++++ Task data

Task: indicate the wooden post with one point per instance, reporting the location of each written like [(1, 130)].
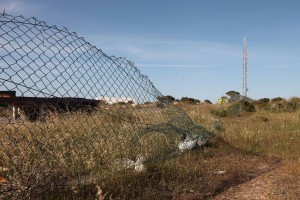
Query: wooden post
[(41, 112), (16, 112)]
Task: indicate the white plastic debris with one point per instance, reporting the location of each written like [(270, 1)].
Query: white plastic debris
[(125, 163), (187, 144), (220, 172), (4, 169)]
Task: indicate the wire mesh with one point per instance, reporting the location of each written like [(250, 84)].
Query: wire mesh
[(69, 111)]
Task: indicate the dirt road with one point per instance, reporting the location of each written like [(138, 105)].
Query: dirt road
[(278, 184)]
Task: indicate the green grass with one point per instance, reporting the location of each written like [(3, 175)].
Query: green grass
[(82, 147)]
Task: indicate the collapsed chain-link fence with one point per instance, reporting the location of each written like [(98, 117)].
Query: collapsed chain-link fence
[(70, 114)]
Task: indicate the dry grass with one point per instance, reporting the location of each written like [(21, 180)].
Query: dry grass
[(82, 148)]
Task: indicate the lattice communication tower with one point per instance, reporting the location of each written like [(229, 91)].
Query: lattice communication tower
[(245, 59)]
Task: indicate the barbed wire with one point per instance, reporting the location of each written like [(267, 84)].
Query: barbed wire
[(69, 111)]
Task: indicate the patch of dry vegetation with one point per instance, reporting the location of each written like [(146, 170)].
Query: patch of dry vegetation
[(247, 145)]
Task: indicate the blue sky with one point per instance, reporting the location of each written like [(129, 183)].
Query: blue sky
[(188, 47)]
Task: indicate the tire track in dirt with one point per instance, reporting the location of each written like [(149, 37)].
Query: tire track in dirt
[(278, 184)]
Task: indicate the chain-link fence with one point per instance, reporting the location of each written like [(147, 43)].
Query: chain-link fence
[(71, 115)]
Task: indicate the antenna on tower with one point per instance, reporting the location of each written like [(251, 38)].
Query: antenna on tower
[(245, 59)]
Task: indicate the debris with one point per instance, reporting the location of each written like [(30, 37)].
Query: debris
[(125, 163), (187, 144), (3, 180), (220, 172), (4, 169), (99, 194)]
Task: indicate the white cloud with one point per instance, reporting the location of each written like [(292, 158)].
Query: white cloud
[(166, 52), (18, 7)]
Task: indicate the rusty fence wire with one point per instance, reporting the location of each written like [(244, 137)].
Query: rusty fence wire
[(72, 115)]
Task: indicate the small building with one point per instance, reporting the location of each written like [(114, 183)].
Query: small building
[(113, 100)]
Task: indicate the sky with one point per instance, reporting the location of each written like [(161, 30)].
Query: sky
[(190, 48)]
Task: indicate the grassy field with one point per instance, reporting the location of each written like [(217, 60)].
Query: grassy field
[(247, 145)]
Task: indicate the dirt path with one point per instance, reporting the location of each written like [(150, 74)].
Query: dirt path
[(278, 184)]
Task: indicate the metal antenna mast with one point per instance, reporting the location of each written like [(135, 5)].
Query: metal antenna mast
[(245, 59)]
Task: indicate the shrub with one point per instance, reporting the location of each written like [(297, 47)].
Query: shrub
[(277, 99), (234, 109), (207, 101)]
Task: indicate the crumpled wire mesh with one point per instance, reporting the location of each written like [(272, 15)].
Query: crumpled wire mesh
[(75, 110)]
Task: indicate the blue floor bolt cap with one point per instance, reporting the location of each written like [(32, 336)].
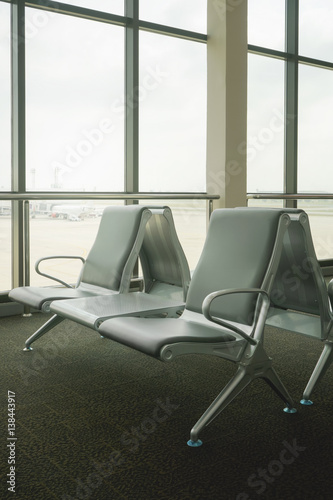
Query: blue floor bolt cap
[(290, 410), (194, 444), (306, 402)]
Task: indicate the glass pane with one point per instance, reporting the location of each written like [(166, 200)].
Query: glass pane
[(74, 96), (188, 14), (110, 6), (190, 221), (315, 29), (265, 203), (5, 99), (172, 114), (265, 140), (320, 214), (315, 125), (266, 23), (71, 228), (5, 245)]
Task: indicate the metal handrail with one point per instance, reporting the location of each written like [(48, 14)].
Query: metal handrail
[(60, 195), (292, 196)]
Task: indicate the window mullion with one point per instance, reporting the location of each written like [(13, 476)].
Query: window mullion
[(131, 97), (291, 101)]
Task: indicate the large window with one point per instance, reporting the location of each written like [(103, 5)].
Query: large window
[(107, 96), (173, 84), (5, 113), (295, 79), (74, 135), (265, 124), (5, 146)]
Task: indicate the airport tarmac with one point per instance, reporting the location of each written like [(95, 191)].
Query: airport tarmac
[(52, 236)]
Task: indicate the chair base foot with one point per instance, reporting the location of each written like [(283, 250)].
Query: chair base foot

++++++++

Rewrite all of the records above, replacing "indicate" with "mark" and leaving everything else unchanged. Omit the pictures from your answer.

Task: mark the wooden post with one point per instance, reporting the location of each written like [(1, 130)].
Query: wooden post
[(41, 112), (16, 112)]
Task: mark the white plastic debris with one point per instance, reporting the location of each written like [(270, 1)].
Query: white plastic debris
[(125, 163), (187, 144), (220, 172), (4, 169)]
Task: mark the wire mesh with one point per instance, reporting the location of each written like [(250, 84)].
Query: wire mesh
[(69, 111)]
Task: mark the dirt road with one point per instance, reporting the location of each written like [(138, 105)].
Query: dirt road
[(278, 184)]
Task: mark the green grass with one point per instance, reporting the location of each written like [(3, 175)].
Query: green grass
[(82, 147)]
Task: mark the collapsed chain-link fence with one point per instance, reporting the location of each written like [(98, 117)].
Query: collapsed chain-link fence
[(70, 114)]
Task: mark the dry grass with one point per instance, reporting the location of each written like [(21, 180)].
Query: dry grass
[(82, 148)]
Task: mark the lattice communication tower with one point per instance, reporting the location of each written like [(229, 91)].
Query: lattice communication tower
[(245, 59)]
Task: mark the barbed wire with one point per instance, reporting the location of each written like [(267, 84)].
Query: barbed wire
[(69, 111)]
Task: mark the patch of dry vegetation with one point per instance, reporting the location of each written like [(146, 170)].
Query: patch of dry vegetation
[(247, 145)]
Task: mark the blue sky with one point per instance, reporting the location of each written like [(129, 183)].
Query: blue sky
[(188, 47)]
Task: mark the tire track in dirt with one point per instance, reporting the location of each written like [(149, 37)].
Query: tire track in dirt
[(278, 184)]
Task: mark the chain-link fence with one point per instance, reporting the location of each written like [(147, 43)].
Query: chain-link fence
[(71, 115)]
Task: mark the antenna on tower with one point per instance, reporting the location of each written like [(251, 38)].
Query: antenna on tower
[(245, 59)]
Task: mark the debris with one point per instance, reporting the location of each written like [(30, 37)].
Query: debris
[(125, 163), (187, 144), (3, 180), (220, 172), (4, 169), (99, 194)]
Task: mark the white cloud with one point per instance, reporting the location of each written like [(292, 158)].
Query: white cloud
[(166, 52), (18, 7)]
Task: mark the rusty fence wire with one point per instance, reporting the location of each written like [(244, 137)].
Query: rusty fence wire
[(72, 115)]
Task: mark the small building with one point per instance, reporting the location of each written like [(114, 183)].
Query: small building
[(113, 100)]
Task: mark the sky with one point per instance, reporting the location of each written like [(161, 30)].
Query: sky
[(190, 48)]
Task: mark the grassy field with one point per instance, reporting the location of each written like [(217, 60)].
Query: grassy field
[(247, 145)]
Task: mark the dirt path with one point per instance, reporting the location of each written like [(150, 74)].
Query: dirt path
[(278, 184)]
Task: mark the metal antenna mast with one point per instance, reporting the location of each written like [(135, 5)].
Query: metal antenna mast
[(245, 59)]
Task: mark the shrub with one point per instance, reporting the location of each written like [(297, 47)].
Query: shrub
[(277, 99), (234, 109), (207, 101)]
Task: mark the crumpled wire mesh with one point per instance, reporting the location of each written like [(272, 15)].
Query: crumpled wire mesh
[(75, 110)]
Task: mark the blue floor bolt cap with one point per instance, reporting the location of each written like [(32, 336)].
Query: blue floor bolt cap
[(290, 410), (194, 444), (306, 402)]
Task: mark the glass pane with one point per instance, reporting the location of each written like [(166, 200)].
Query: glass pane
[(74, 96), (188, 14), (110, 6), (190, 221), (315, 29), (265, 203), (5, 99), (172, 114), (265, 140), (320, 214), (315, 125), (266, 23), (71, 228), (5, 245)]
Task: mark the metal handrail with one point per instance, reporting the location of each written like [(48, 14)].
Query: metal handrail
[(60, 195), (292, 196)]
Task: mark the window mullion with one point per instance, reporting the location of each written like [(13, 476)].
Query: window mullion
[(131, 97), (291, 101)]
Task: mark the large window with one point per instance, reporting the location of each written like [(103, 5)].
Query: large window
[(107, 96), (173, 84), (5, 113), (295, 79), (74, 135), (265, 124), (5, 146)]
Task: mark the airport tarmac with one point per instance, reporting the location of each written like [(95, 191)].
Query: airport tarmac
[(52, 236)]
Task: mark the chair base foot with one point per instance, reporting the location of each written like [(283, 250)].
Query: chair base foot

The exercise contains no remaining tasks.